* Text provided *
— BEGIN —

If you just want the answer, the best way to get it is to write a little program that gets the answer by experiment. Using a random number generator to provide the data, and repeating the experiment a large number of times (for instance, 1,000,000 times) and seeing the result. You can easily get the answer to the birthday problem for any number of same birthdays (Sames), and also get answers to related questions- like, On the average how many pairs (OneLesses) of people had the same birthday at the time a new person had the same as one of the pairs making 3 with the same bday.
For this problem, Sames=3, OneLesses=number of pairs

the C code is below. It was created and run in the Pelles C compiler for windows, a free program.

In the case of the 3 person birthday problem, the results for a million runs the output of the program is-

" Avg # of tosses to get 3 Sames from 365 birthdays = 88.6971 Avg # of OneLesses, i.e. pairs, before 3 Sames from 365 birthdays = 10.1309"

— END —

* Material *
— BEGIN —

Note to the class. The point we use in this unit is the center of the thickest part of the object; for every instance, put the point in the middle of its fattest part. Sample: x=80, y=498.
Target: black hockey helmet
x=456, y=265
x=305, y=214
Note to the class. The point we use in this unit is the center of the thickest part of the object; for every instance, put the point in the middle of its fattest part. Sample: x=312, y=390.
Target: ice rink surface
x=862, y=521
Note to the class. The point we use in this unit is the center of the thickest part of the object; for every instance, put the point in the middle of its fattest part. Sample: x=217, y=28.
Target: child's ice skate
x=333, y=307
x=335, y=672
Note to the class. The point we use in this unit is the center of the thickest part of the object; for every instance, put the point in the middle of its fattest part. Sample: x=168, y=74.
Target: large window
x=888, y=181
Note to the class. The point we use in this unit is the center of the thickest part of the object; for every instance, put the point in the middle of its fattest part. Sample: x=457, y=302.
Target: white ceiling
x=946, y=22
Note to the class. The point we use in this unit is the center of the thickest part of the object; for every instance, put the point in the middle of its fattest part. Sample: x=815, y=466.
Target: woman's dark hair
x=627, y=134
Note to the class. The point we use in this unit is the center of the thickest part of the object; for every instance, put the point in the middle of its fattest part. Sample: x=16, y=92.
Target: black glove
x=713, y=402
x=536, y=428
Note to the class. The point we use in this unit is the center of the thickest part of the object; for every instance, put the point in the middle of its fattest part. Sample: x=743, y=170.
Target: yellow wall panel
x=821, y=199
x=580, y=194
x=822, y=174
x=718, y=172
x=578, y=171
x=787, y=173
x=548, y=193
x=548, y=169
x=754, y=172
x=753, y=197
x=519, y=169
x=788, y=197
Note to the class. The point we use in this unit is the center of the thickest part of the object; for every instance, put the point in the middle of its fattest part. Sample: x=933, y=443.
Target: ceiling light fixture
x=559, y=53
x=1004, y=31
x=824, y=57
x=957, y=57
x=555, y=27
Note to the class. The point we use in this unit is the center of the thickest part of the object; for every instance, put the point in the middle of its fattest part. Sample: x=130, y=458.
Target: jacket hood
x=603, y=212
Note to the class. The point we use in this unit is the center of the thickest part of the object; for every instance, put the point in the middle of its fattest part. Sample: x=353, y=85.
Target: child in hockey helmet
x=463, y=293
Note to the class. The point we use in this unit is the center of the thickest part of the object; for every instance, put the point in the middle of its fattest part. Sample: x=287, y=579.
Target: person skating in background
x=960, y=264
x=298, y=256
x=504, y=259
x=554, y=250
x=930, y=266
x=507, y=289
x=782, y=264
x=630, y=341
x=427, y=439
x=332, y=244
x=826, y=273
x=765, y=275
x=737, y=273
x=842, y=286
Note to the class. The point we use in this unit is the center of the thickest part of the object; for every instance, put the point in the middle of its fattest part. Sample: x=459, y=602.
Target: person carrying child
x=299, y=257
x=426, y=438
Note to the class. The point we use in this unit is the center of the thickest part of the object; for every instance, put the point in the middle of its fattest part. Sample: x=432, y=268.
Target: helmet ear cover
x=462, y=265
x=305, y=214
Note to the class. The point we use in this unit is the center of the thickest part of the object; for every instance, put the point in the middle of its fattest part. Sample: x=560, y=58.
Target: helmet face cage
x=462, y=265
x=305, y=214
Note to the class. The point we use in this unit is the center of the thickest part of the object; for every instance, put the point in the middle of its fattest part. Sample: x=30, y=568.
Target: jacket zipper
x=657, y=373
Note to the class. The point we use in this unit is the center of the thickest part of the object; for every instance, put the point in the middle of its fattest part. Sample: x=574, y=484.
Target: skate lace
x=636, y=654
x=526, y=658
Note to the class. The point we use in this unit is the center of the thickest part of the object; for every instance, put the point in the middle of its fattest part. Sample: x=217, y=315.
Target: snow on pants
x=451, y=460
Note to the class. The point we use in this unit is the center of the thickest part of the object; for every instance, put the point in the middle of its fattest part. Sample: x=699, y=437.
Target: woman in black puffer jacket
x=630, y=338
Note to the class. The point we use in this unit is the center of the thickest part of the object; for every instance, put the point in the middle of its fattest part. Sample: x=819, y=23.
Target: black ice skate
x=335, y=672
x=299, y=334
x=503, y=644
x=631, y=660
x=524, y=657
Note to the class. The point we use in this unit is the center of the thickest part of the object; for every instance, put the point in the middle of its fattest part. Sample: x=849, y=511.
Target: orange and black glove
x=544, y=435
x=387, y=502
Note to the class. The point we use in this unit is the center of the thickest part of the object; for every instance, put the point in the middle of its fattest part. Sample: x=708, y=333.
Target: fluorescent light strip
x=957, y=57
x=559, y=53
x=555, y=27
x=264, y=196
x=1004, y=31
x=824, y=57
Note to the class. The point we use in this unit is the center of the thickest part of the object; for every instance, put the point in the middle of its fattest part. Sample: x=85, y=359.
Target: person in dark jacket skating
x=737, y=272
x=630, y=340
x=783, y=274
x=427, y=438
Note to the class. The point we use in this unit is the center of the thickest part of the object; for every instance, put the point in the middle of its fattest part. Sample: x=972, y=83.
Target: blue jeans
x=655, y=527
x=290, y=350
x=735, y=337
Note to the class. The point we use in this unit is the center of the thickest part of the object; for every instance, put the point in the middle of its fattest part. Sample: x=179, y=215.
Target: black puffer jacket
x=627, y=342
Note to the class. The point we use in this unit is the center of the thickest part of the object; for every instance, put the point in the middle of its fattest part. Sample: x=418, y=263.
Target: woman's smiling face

— END —

* Given exercise 1 *
Reproduce the birthday-problem post word for word, everything from "If you just" down to "the same bday.".
* Given exercise 2 *
Please recast the records as a JSON list of strings, one string per line with blank lines left out, covering everything from the line that contains "Sample: x=699, y=437." down to the line that contains "x=630, y=338", both included.

* Full answer 1 *
If you just want the answer, the best way to get it is to write a little program that gets the answer by experiment. Using a random number generator to provide the data, and repeating the experiment a large number of times (for instance, 1,000,000 times) and seeing the result. You can easily get the answer to the birthday problem for any number of same birthdays (Sames), and also get answers to related questions- like, On the average how many pairs (OneLesses) of people had the same birthday at the time a new person had the same as one of the pairs making 3 with the same bday.

* Full answer 2 *
[
  "Note to the class. The point we use in this unit is the center of the thickest part of the object; for every instance, put the point in the middle of its fattest part. Sample: x=699, y=437.",
  "Target: woman in black puffer jacket",
  "x=630, y=338"
]